**Listed entries:**

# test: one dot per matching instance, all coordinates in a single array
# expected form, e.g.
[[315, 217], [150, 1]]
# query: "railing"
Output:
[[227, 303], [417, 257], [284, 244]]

**Directions:** Reproduce the material above line for line, leaving every character unchanged.

**Response to this task:**
# test: one dot per matching instance, all coordinates in a single array
# expected form, e.g.
[[315, 217], [150, 1]]
# query: "railing"
Output:
[[227, 303], [417, 257], [284, 244]]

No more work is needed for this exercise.